**EXTRAIT FOURNI:**
--------------------------------

Réunion du 7 octobre 2008 à 16h30
Commission de la défense nationale et des forces armées

Hervé Morin, ministre de la défense :

Je suis heureux de retrouver votre commission pour présenter un budget qui est bon, et même très bon. Ce budget est absolument conforme aux engagements pris depuis un an : réorganisation du ministère, restructuration de nos implantations, réflexions sur la mutualisation, l'interarmisation et la répartition des ressources entre soutien et forces opérationnelles, les moyens humains étant aujourd'hui consacrés pour plus de 60 % au soutien et près de 40 % aux forces opérationnelles. Nos efforts sont payés de retour puisque le projet de budget nous permettra tout à la fois de réaliser des progrès importants dans l'équipement des forces et d'améliorer la condition du personnel.

Les crédits de la mission « Anciens combattants, mémoire et liens avec la nation » vous ont été présentés la semaine dernière par M. Jean-Marie Bockel. Je vous rappelle également que je ne présenterai pas les crédits de la gendarmerie. C'est le ministère de l'intérieur qui les gérera désormais intégralement dans le cadre de la mission « Sécurité ».

Quelques mots sur le contexte dans lequel ce budget, qui correspond à la première année de l'exécution de la loi de programmation militaire, a été préparé.

Dès mon arrivée au ministère en mai 2007, mon attention a été appelée sur le caractère insoluble de l'équation financière de la période 2009-2011 et en particulier de celle de l'année 2009 pour laquelle nous aurions dû assurer, si nous en étions restés au référentiel de fin 2006-début 2007, une dépense de 34,7 milliards d'euros, soit un saut de plus de 4 milliards.

Les prévisions tablaient, pour les dépenses d'équipement, sur une augmentation de 6 milliards d'euros en moyenne annuelle pour la période d'exécution de la loi de programmation 2009-2014. Ce n'était ni réaliste ni compatible avec l'état de nos finances publiques et nos engagements européens. Nous avons beaucoup travaillé sur cette « bosse » financière dans le cadre de la RGPP, de la revue des programmes d'armement et du Livre blanc.

--------------------------------

**DONNÉES ENREGISTRÉES:**
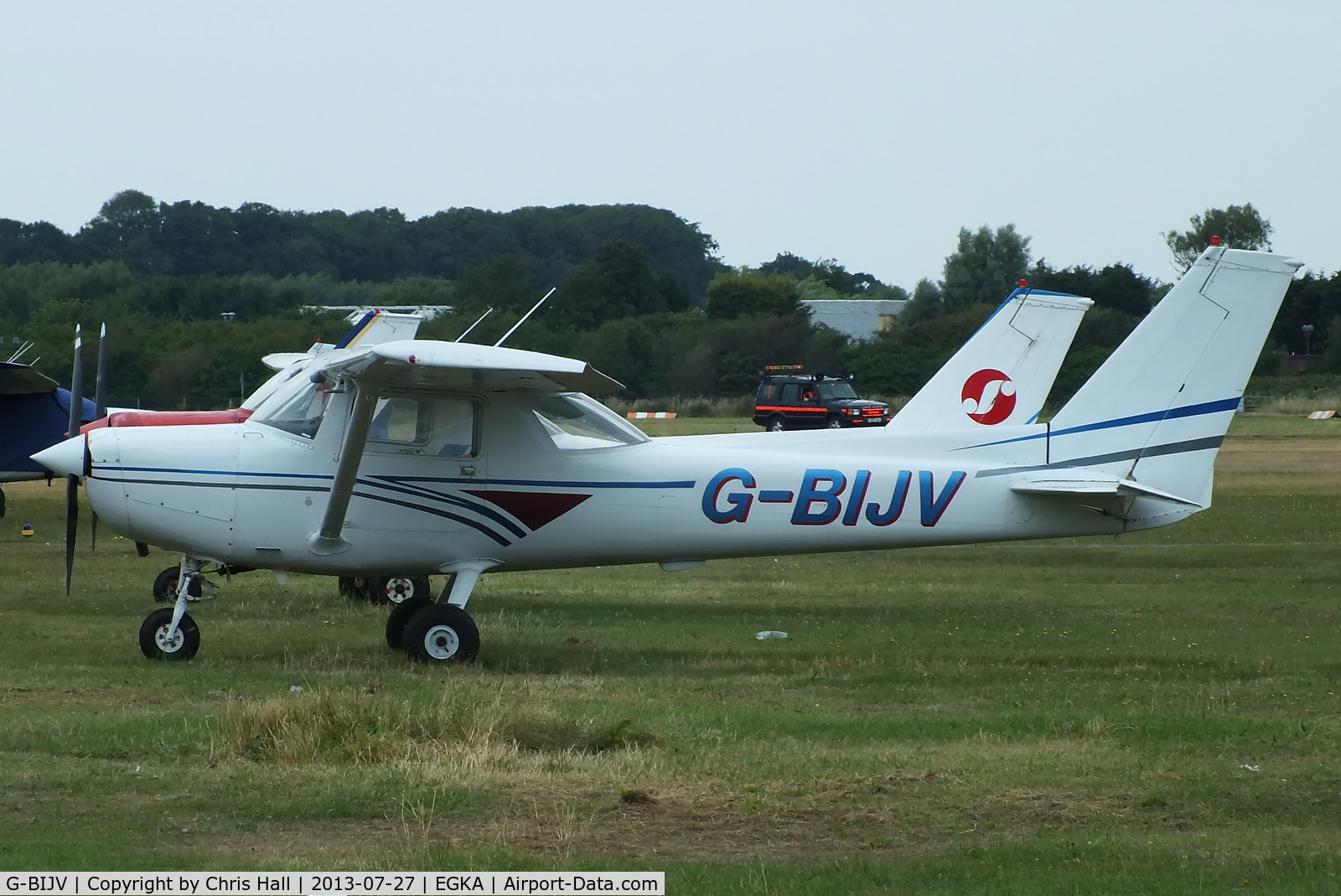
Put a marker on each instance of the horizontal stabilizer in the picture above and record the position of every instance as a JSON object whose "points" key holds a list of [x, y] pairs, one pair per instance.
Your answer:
{"points": [[1097, 487], [281, 360]]}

--------------------------------

**CONSIGNES:**
[A] D'après l'extrait fourni, quelle part des moyens humains est aujourd'hui consacrée au soutien ?
[B] Reproduisez le passage de l'extrait fourni en commençant par « Dès mon arrivée » et en terminant par « du Livre blanc. ».
[C] Selon l'extrait fourni, dans quels cadres le travail sur la « bosse » financière a-t-il été mené ? Citez-les tous.

**CORRIGÉ:**
[A] Plus de 60 %.

[B]
Dès mon arrivée au ministère en mai 2007, mon attention a été appelée sur le caractère insoluble de l'équation financière de la période 2009-2011 et en particulier de celle de l'année 2009 pour laquelle nous aurions dû assurer, si nous en étions restés au référentiel de fin 2006-début 2007, une dépense de 34,7 milliards d'euros, soit un saut de plus de 4 milliards.

Les prévisions tablaient, pour les dépenses d'équipement, sur une augmentation de 6 milliards d'euros en moyenne annuelle pour la période d'exécution de la loi de programmation 2009-2014. Ce n'était ni réaliste ni compatible avec l'état de nos finances publiques et nos engagements européens. Nous avons beaucoup travaillé sur cette « bosse » financière dans le cadre de la RGPP, de la revue des programmes d'armement et du Livre blanc.

[C]
- la RGPP
- la revue des programmes d'armement
- le Livre blanc